§ **Task inputs**
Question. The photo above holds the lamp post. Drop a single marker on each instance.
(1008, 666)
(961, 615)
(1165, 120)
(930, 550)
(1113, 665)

§ **What is expected**
Write each record out again exactly.

§ **Exercise solution**
Question. The photo above holds the lamp post. Drop a single marker on each instance.
(1008, 666)
(961, 615)
(1165, 120)
(930, 550)
(1113, 665)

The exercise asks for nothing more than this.